== Task description ==
Pick out each line with the word "light" from the material that follows.

== Input ==
Content starts
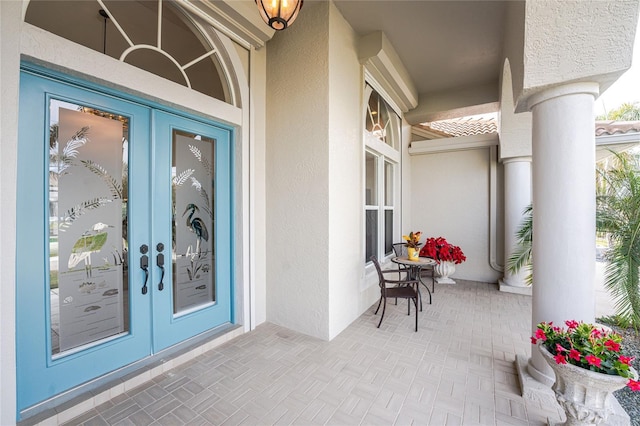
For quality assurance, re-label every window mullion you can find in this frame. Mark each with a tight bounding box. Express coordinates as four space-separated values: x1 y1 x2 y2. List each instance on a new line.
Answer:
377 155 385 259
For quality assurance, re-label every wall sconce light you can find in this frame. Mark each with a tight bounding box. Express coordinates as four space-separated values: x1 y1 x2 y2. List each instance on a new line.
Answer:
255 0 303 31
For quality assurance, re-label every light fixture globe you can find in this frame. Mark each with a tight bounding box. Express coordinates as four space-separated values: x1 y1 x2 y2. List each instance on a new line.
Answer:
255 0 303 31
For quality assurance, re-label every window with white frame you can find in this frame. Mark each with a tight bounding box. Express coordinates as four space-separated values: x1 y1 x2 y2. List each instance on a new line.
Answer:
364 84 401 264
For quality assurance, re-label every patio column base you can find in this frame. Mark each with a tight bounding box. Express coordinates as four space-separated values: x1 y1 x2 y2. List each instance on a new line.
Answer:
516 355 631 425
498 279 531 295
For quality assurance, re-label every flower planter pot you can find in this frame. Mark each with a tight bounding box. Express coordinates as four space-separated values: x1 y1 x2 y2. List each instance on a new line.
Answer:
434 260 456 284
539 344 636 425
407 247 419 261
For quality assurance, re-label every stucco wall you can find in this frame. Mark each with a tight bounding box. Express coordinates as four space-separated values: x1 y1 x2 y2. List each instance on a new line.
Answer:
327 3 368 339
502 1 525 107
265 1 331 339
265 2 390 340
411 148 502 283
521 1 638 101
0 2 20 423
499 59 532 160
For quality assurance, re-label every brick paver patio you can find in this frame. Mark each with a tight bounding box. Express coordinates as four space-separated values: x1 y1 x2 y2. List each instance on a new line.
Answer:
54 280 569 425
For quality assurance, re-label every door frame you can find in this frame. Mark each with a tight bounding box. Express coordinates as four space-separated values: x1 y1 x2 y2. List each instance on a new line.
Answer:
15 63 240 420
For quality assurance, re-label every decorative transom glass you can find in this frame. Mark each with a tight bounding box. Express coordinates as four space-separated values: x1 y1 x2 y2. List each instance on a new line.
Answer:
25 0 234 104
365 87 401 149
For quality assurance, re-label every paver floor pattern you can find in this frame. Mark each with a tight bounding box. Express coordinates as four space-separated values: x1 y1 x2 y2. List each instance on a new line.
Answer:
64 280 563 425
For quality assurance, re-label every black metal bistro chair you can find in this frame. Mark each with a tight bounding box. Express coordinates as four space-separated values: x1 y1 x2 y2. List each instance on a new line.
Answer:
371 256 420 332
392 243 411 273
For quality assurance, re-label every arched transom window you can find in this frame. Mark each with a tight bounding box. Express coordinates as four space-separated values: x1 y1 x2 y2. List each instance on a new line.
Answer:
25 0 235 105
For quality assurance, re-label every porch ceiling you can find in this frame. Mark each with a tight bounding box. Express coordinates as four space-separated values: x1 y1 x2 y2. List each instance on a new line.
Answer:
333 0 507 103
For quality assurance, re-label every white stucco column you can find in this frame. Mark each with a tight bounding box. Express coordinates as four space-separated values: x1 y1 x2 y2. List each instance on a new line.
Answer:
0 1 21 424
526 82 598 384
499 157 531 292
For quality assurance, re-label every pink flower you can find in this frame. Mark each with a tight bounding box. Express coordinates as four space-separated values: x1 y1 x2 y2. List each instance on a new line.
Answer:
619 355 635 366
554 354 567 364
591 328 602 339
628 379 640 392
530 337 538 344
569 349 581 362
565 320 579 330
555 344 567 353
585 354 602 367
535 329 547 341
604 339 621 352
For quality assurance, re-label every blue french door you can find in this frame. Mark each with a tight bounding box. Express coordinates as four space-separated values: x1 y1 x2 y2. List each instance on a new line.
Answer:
Content ends
Content starts
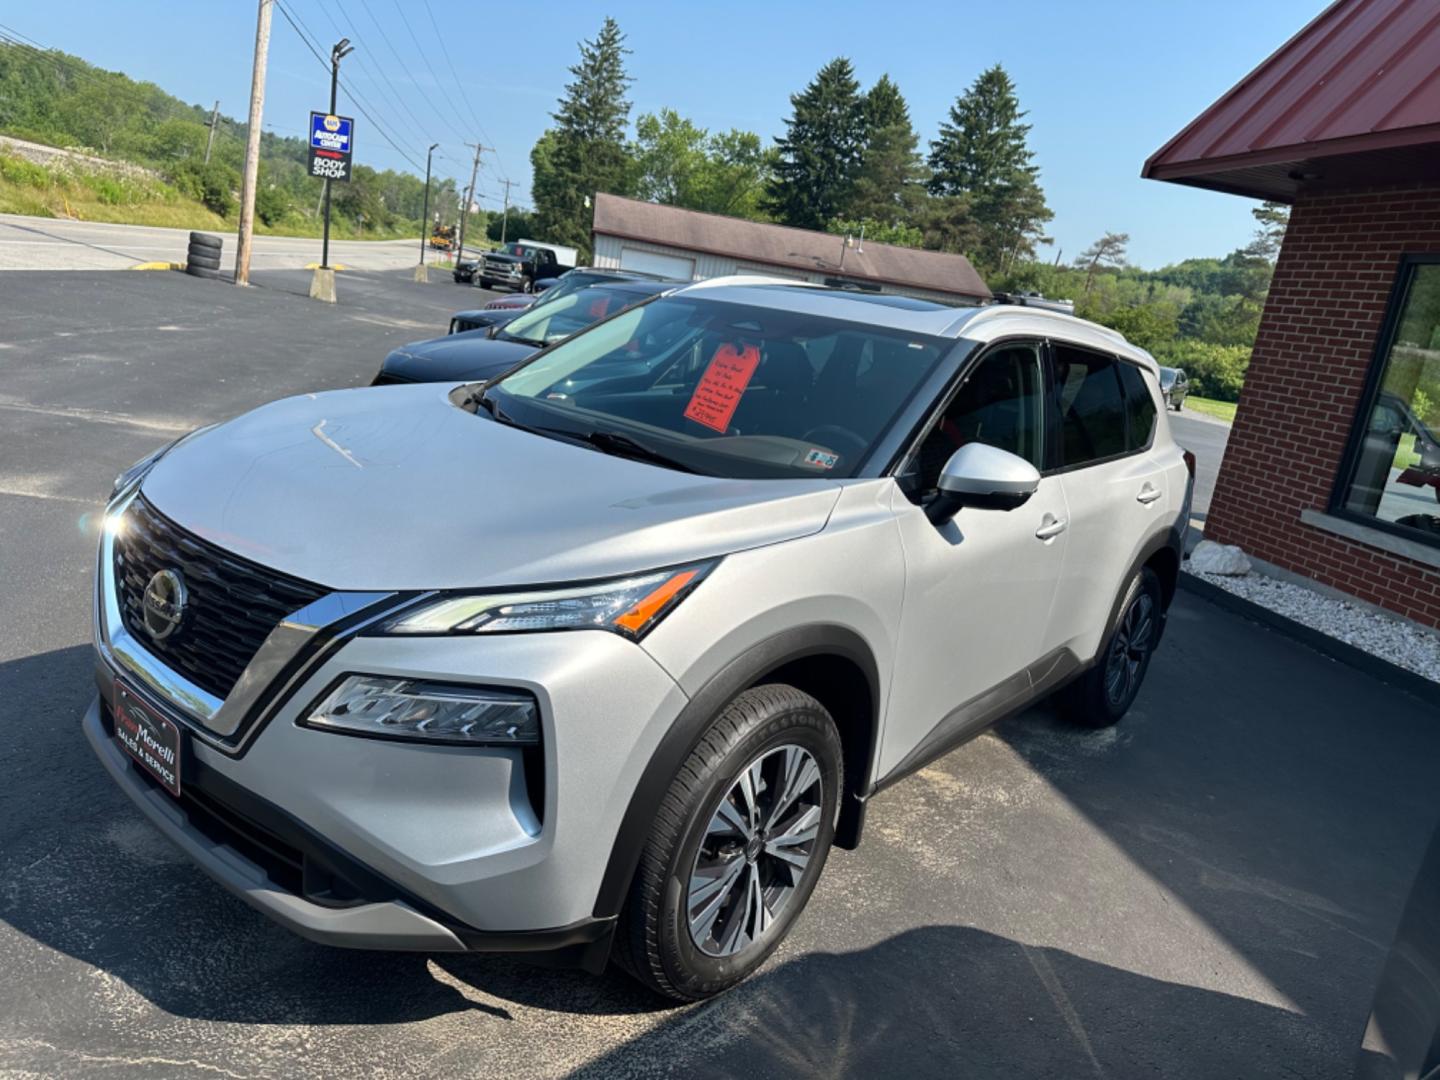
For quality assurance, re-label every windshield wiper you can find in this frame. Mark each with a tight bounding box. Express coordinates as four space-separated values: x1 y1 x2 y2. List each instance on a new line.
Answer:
Content ends
== Solution for this problem ==
For quality assurance, re-label every wall sconce light you can find in this frame. Mark each with a tight bounding box. Express coordinates as four space-separated values: x1 y1 x2 y2. List each instance on a new line.
For quality assurance, re-label every light fixture globe you can find in this frame. Mark each with a tight bounding box. Express coordinates as four space-separated values: x1 y1 x2 y2. List each instance on a new line.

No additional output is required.